**EXTRACT PROVIDED:**
=-=-=-=-=

By Sean Duggan
If, like me, you are profoundly depressed by the inability of us humans to alter our environmentally destructive ways, then there is hope to be drawn from what has happened at CR in just the past nine months.
In May last year UK volunteer Dr Alan Schamroth chaired a session at our International Meeting in Zurich on sustainability and climate change – the first time the subject has ever been on the agenda. A passionate environmentalist, Alan explained how so much of CR’s work already aligns with the UN’s sustainability goals. In many respects we are already on the side of the angels, working to eradicate poverty, spread education and reduce the burden of disease among the poor.
But Alan challenged us to go further and look at all aspects of CR’s operations to see how we can green them.
Kolkata is on the front line of climate change – and is one of the 10 cities around the world most at risk from rising sea levels.
Helping the poorest people adapt to increased flooding and temperatures, more frequent cyclones and new diseases is going to become a big part of CR’s work in the years to come.

=-=-=-=-=

**WHAT TO DO:** According to the article on CR and climate change, where was the International Meeting held at which sustainability was first put on the agenda? The entries are unrelated to the article on CR and climate change.

**Natural language region descriptions:**
=-=-=-=-=

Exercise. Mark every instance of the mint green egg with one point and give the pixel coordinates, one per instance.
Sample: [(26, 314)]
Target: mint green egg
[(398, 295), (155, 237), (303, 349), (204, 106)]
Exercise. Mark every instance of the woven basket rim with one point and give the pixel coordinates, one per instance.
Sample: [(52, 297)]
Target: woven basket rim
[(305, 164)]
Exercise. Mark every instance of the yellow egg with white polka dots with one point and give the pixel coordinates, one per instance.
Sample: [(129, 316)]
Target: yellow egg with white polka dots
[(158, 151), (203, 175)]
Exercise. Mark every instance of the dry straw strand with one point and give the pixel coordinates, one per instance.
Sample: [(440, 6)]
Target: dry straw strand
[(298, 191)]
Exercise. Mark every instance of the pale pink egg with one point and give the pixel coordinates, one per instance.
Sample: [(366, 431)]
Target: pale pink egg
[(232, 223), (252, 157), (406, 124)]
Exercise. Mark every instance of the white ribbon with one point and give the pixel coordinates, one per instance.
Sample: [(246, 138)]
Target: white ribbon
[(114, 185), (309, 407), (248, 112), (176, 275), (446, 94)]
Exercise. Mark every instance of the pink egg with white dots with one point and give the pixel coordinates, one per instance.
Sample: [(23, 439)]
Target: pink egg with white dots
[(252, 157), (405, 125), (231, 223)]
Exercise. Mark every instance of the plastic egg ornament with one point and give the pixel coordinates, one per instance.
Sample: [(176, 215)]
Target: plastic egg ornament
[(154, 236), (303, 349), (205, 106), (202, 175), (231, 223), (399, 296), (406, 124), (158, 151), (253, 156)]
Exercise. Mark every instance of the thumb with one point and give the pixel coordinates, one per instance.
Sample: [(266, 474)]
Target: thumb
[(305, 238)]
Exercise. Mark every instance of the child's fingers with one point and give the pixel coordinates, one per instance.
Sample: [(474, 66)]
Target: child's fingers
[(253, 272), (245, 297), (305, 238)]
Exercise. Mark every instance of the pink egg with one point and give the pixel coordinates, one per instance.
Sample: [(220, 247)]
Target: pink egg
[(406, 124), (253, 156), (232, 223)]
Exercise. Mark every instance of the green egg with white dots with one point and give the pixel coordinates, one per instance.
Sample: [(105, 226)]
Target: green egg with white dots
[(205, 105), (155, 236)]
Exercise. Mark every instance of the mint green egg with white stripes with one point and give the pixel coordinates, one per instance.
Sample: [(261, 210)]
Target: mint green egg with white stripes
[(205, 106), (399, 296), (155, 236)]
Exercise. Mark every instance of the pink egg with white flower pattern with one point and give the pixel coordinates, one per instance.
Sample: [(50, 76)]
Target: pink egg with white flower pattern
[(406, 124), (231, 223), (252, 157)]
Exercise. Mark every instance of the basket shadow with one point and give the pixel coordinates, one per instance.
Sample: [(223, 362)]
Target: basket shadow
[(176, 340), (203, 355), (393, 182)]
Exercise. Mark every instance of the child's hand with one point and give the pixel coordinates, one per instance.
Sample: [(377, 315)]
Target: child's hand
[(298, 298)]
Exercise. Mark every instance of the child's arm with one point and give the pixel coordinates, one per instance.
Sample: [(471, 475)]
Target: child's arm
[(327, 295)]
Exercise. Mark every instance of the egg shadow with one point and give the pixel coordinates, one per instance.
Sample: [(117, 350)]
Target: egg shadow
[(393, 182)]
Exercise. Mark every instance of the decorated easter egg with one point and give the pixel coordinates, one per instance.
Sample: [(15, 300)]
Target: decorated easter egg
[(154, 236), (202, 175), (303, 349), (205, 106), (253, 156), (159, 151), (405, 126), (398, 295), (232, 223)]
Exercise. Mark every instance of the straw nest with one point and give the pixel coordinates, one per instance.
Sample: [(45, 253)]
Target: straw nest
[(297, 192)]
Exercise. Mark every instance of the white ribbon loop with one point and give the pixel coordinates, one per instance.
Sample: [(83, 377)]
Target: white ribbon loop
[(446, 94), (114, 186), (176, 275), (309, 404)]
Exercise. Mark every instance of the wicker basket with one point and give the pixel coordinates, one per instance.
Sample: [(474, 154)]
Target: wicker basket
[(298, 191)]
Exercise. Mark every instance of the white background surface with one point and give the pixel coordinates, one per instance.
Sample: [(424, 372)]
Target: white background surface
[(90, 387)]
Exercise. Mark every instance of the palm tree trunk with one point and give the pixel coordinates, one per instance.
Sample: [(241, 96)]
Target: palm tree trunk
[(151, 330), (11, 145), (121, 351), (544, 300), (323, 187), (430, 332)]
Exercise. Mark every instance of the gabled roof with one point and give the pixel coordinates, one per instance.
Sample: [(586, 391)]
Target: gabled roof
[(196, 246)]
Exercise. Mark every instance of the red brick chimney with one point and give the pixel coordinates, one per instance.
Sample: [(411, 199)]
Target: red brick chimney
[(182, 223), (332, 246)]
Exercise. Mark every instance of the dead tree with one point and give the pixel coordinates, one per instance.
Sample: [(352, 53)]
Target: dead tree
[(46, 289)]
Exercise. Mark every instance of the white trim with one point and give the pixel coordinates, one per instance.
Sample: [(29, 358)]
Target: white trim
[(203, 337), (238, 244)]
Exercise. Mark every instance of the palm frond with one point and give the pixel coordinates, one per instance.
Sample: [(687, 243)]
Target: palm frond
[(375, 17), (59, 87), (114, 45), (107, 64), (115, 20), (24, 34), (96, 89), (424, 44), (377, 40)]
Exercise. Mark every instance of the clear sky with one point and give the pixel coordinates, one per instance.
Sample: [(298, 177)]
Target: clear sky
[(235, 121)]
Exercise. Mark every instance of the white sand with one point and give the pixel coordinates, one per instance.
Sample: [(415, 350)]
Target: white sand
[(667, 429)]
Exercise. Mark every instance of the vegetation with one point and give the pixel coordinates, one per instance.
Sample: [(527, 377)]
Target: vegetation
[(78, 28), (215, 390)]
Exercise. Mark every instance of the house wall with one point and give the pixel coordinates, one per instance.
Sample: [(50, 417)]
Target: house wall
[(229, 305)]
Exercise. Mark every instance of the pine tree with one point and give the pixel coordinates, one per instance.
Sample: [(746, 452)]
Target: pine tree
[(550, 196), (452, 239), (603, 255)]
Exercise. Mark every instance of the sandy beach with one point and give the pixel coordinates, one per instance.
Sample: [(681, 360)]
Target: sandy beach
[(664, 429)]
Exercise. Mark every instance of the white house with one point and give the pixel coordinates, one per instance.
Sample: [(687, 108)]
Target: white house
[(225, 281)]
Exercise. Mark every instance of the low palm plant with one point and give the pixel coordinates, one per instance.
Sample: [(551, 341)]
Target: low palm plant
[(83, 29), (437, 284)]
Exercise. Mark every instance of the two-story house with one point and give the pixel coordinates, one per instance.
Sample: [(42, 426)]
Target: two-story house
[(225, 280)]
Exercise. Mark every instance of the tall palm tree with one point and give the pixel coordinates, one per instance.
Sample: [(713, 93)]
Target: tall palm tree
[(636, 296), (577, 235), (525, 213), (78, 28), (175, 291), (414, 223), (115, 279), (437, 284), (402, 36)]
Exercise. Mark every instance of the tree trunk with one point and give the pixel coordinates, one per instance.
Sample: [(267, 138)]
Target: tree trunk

=-=-=-=-=

**EXERCISE ANSWER:** Zurich.